Stated task A:
Output the records exactly as they appear, starting with the line that contains "--target paper lantern" and going on through the final line of the records.

Source document:
-=-=-=-=-

Oil prices slipped 2 per cent on Monday after Iraq restored production at one of its oilfields while investors weighed ongoing talks to end the war in Ukraine.

Brent crude futures were down $1.26 or 1.98 per cent to $62.49 a barrel, and the US West Texas Intermediate (WTI) crude was down by $1.20 or 2 per cent to close at $58.88 per barrel.

Iraq restored production at Lukoil’s West Qurna 2 oilfield, one of the world’s largest, after a leak on an export pipeline slashed its output.

West Qurna-2 is one of the world’s largest oilfields, producing roughly 460,000 barrels per day and holding an estimated 13 billion barrels of recoverable reserves—about 10 per cent of Iraq’s total output. Lukoil operates the field with a 75 per cent stake, while the Iraqi government owns the remainder. The temporary outage raised concerns due to the field’s strategic importance, but officials now say the issue has been resolved and flows are returning to normal.

-=-=-=-=-

Available records:
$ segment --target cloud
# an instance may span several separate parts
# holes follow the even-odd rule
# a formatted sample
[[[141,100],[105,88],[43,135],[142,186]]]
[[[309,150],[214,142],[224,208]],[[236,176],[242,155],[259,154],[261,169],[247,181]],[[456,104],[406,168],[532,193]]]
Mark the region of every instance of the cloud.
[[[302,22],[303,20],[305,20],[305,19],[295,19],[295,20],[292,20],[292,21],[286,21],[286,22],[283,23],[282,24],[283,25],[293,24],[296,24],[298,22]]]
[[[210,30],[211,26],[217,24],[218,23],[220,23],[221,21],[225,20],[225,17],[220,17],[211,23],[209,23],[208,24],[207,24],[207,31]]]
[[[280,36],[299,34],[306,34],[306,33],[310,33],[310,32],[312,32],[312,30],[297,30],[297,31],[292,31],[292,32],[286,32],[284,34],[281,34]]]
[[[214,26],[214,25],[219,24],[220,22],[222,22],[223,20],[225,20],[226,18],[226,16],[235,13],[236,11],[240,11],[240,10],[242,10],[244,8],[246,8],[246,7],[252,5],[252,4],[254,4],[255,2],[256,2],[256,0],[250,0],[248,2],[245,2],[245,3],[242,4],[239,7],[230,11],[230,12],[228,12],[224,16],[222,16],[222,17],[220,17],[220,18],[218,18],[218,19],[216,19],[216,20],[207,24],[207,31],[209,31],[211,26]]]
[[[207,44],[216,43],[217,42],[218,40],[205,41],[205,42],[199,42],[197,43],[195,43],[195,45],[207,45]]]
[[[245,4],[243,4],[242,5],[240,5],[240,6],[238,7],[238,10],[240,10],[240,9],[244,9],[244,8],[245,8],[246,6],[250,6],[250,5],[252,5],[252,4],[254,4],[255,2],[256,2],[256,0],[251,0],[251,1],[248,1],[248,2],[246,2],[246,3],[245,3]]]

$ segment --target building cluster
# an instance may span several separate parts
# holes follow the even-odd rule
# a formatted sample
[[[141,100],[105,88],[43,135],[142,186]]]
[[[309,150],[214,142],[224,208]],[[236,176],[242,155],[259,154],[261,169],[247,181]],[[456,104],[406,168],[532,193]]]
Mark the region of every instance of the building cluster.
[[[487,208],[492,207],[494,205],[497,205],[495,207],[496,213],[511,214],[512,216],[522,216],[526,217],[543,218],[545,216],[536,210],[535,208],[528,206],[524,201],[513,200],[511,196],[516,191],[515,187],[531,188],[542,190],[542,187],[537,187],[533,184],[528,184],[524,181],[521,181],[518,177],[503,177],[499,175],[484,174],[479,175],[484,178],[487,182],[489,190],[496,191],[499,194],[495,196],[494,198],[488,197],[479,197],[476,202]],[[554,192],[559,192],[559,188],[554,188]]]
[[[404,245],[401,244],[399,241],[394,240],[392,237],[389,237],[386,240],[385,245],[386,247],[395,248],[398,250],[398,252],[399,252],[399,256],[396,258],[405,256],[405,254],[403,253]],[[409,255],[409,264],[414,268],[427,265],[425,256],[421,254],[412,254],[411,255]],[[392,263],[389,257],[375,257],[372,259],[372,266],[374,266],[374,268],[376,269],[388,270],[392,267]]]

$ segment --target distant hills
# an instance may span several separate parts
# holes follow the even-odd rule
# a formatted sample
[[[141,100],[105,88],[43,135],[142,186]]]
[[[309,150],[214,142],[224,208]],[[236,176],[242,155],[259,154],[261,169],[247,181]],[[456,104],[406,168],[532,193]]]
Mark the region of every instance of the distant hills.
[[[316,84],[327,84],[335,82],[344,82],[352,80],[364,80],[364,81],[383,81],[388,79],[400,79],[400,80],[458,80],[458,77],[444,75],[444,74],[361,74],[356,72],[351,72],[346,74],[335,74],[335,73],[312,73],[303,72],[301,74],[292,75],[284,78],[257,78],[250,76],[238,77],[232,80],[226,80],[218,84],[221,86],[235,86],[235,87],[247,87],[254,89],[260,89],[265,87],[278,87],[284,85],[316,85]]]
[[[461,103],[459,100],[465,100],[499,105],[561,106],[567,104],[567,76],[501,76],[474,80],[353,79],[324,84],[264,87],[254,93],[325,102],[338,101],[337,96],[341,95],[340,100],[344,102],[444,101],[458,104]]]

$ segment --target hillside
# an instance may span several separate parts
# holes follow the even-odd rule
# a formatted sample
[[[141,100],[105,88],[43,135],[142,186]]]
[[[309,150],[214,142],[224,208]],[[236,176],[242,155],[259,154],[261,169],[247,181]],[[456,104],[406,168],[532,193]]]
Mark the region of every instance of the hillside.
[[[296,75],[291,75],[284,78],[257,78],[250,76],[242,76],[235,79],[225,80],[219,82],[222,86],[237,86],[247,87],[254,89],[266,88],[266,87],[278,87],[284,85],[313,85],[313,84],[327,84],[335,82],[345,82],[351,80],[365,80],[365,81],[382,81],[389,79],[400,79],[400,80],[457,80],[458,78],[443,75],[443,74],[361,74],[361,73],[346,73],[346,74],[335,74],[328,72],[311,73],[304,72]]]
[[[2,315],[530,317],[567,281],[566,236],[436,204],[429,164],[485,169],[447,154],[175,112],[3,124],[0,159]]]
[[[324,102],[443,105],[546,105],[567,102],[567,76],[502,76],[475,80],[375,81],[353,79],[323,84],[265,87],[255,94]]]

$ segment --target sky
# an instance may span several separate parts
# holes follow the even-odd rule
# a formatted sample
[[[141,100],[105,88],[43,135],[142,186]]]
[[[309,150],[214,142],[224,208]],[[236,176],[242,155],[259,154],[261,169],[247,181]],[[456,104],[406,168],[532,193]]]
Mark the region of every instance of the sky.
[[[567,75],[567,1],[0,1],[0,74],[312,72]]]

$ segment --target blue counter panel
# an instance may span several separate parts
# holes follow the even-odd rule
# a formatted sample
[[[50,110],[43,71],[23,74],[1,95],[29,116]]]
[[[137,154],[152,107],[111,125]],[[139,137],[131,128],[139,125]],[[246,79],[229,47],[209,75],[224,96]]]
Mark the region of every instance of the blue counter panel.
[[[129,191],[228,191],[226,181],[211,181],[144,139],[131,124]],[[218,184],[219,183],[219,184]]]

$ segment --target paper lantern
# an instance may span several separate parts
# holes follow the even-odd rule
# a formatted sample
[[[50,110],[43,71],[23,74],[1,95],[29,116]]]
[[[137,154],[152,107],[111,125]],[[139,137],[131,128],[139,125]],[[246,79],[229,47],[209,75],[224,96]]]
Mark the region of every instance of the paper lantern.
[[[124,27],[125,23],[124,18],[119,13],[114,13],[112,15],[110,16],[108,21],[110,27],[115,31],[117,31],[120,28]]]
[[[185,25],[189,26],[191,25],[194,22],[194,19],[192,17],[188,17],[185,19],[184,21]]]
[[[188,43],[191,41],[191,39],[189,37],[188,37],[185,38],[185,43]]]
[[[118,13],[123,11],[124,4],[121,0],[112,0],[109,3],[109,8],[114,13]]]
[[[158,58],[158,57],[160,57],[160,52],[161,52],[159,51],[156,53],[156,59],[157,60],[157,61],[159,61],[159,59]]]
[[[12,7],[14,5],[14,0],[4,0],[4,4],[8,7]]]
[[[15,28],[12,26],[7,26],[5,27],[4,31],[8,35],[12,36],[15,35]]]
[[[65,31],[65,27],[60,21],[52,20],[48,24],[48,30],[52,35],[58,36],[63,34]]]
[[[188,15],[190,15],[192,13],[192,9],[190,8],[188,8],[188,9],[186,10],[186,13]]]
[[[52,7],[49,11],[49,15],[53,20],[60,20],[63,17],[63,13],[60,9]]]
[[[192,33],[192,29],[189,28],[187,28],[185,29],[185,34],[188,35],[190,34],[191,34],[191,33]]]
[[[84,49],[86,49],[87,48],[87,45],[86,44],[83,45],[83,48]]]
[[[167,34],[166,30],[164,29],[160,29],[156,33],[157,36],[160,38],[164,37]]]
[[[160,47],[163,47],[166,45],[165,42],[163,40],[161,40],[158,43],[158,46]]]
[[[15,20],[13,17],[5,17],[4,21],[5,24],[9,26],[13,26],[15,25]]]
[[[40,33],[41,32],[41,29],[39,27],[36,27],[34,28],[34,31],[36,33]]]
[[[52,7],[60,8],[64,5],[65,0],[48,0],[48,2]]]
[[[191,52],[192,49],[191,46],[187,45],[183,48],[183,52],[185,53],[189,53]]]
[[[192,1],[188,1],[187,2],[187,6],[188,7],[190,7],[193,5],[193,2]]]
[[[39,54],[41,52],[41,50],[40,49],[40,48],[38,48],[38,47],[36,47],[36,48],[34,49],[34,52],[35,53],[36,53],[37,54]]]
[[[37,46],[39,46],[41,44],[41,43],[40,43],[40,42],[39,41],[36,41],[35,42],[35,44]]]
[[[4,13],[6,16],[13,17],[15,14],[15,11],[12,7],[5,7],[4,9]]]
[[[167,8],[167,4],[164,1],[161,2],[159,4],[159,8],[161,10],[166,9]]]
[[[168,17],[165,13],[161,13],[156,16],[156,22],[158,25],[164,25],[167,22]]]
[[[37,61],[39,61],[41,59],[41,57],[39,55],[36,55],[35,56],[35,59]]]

-=-=-=-=-

Stated task B:
Go on with the news report on falling oil prices from the point where it stops.

Exercise output A:
$ segment --target paper lantern
# an instance may span several separate parts
# holes follow the even-odd rule
# a formatted sample
[[[50,110],[43,71],[23,74],[1,95],[29,116]]]
[[[137,154],[152,107],[111,125]],[[139,137],[131,128],[139,125]],[[246,79],[229,47],[209,75],[224,96]]]
Mark the region of every instance of the paper lantern.
[[[124,27],[125,23],[124,18],[119,13],[114,13],[112,15],[110,16],[108,21],[110,27],[115,31],[117,31],[120,28]]]
[[[185,25],[189,26],[191,25],[194,22],[194,19],[192,17],[188,17],[185,19],[184,21]]]
[[[188,43],[191,41],[191,39],[189,37],[188,37],[185,38],[185,43]]]
[[[118,13],[123,11],[124,4],[121,0],[112,0],[109,3],[109,8],[114,13]]]
[[[158,58],[158,57],[160,57],[160,52],[161,52],[159,51],[156,53],[156,59],[157,60],[157,61],[159,61],[159,59]]]
[[[12,7],[14,5],[14,0],[4,0],[4,4],[8,7]]]
[[[15,28],[12,26],[7,26],[5,27],[4,31],[8,35],[12,36],[15,35]]]
[[[65,31],[65,27],[60,21],[52,20],[48,24],[48,30],[52,35],[58,36],[63,34]]]
[[[188,15],[190,15],[192,13],[192,9],[190,8],[188,8],[188,9],[186,10],[186,13]]]
[[[52,7],[49,11],[49,15],[53,20],[60,20],[63,17],[63,13],[60,9]]]
[[[192,33],[192,29],[189,28],[187,28],[185,29],[185,34],[188,35],[190,34],[191,34],[191,33]]]
[[[84,49],[86,49],[87,48],[87,45],[86,44],[83,45],[83,48]]]
[[[167,34],[166,30],[164,29],[160,29],[156,33],[157,36],[160,38],[164,37]]]
[[[160,47],[163,47],[166,45],[165,42],[163,40],[161,40],[158,43],[158,46]]]
[[[15,20],[13,17],[5,17],[4,21],[5,24],[9,26],[13,26],[15,25]]]
[[[40,33],[41,32],[41,29],[39,27],[36,27],[34,28],[34,31],[36,33]]]
[[[52,7],[60,8],[64,5],[65,0],[48,0],[48,2]]]
[[[191,52],[192,49],[191,46],[187,45],[183,48],[183,52],[185,53],[189,53]]]
[[[192,1],[188,1],[187,2],[187,6],[188,7],[190,7],[193,5],[193,2]]]
[[[39,54],[41,52],[41,50],[40,49],[40,48],[38,48],[38,47],[36,47],[36,48],[34,49],[34,52],[35,53],[36,53],[37,54]]]
[[[37,46],[39,46],[41,44],[41,43],[40,43],[40,42],[39,41],[36,41],[35,42],[35,44]]]
[[[4,13],[6,16],[13,17],[15,14],[15,11],[12,7],[5,7],[4,9]]]
[[[167,8],[167,4],[164,1],[161,2],[159,4],[159,8],[161,10],[166,9]]]
[[[168,17],[165,13],[161,13],[156,16],[156,22],[158,25],[164,25],[167,22]]]
[[[37,61],[39,61],[41,59],[41,57],[39,55],[36,55],[35,56],[35,59]]]

Exercise output B:
The oilfield has been under force majeure since November after sanctions by the US and UK disrupted operations.

Markets are meanwhile pricing in an 84 per cent chance of a quarter-point cut at the Fed meeting on Tuesday and Wednesday.

Progress on Ukraine peace talks remains slow, with disputes over security guarantees for Ukraine and the status of Russian-occupied territory still unresolved even as US President Donald Trump presses for a deal.

Some of the critical amendments in the new plan include no handover of the Donbas region to Russia for free, no automatic veto on Ukraine joining NATO in the future and provision of Article 5-style protection for Ukraine, meaning the US would be bound to intervene if Russia invades in the future.

Market analysts warned that any geopolitical risk premium will be weighed against signs of a growing global surplus, with rising Organisation of the Petroleum Exporting Countries and its allies (OPEC+) and non-OPEC supply outpacing modest demand growth.

Also, Group of Seven (G7) countries and the European Union are in talks to replace a price cap on Russian oil exports with a full maritime services ban. This would likely further curb supply from the world’s second-largest oil producer.

Elsewhere, the US has also ramped up pressure on OPEC member Venezuela, including strikes against boats it said were attempting to smuggle illegal drugs, and talk of military action to overthrow President Nicolas Maduro.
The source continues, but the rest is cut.